VORLIEGENDER TEXT:
━━━━━━━━━━━━━━━━━━━━━━━━━━━━━━

Der Autor ist Fachleuten bekannt als wortreicher Vertreter der kleinen psychiatrischen
Abteilungen an Allgemeinkrankenhäusern, die gegenläufig zur allgemeinen Differenzierung
und Spezialisierung in der Medizin alles können wollen und müssen. Er hat seine Ideen
dazu in diesem Buch niedergelegt.
Zunächst wundert man sich, dass man über einen relativ einfachen Sachverhalt 256 Seiten
füllen kann. Erst bei näherer Betrachtung wird offensichtlich, dass der eigentliche
Sachverhalt, frühestens ab Seite 120 zu finden ist. Bis dahin nämlich lässt sich der
Autor ausführlich aus über Kritik an Institutionen und über das Menschenbild im Allgemeinen.

━━━━━━━━━━━━━━━━━━━━━━━━━━━━━━

ÜBUNGSDATEN:
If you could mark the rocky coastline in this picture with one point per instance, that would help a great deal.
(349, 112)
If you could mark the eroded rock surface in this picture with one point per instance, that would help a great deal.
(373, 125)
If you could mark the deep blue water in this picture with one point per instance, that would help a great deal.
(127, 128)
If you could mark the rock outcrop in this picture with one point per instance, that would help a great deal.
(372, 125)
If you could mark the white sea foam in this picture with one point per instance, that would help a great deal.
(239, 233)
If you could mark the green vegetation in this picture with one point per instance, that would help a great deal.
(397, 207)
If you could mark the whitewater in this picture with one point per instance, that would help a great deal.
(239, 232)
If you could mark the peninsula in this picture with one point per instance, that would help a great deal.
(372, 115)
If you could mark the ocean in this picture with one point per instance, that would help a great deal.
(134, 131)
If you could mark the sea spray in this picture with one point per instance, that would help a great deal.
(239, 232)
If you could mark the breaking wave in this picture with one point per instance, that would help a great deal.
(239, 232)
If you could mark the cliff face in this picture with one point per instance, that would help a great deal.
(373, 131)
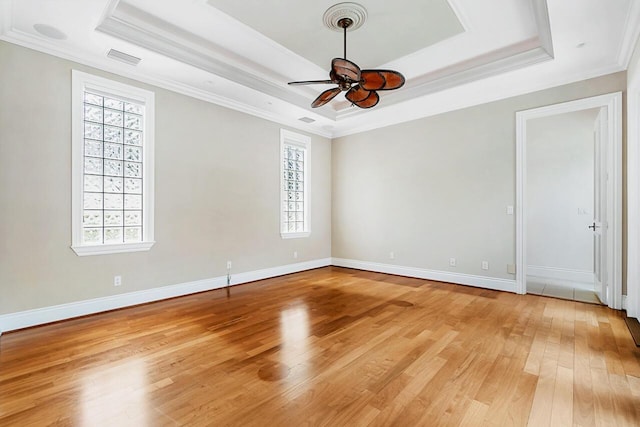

━━━━━━━━━━━━━━━━━━━━━━━━━━━━━━

AUFGABE 1:
Ab welcher Seite ist der eigentliche Sachverhalt laut der Rezension frühestens zu finden?
AUFGABE 2:
Ändern Sie einen Abschnitt der Rezension, indem Sie „Buch“ durch „Werk“ ersetzen. Beginnen Sie bei den Worten „Der Autor ist“ und hören Sie nach „diesem Buch niedergelegt.“ auf.

ERGEBNIS 1:
Ab Seite 120.

ERGEBNIS 2:
Der Autor ist Fachleuten bekannt als wortreicher Vertreter der kleinen psychiatrischen
Abteilungen an Allgemeinkrankenhäusern, die gegenläufig zur allgemeinen Differenzierung
und Spezialisierung in der Medizin alles können wollen und müssen. Er hat seine Ideen
dazu in diesem Werk niedergelegt.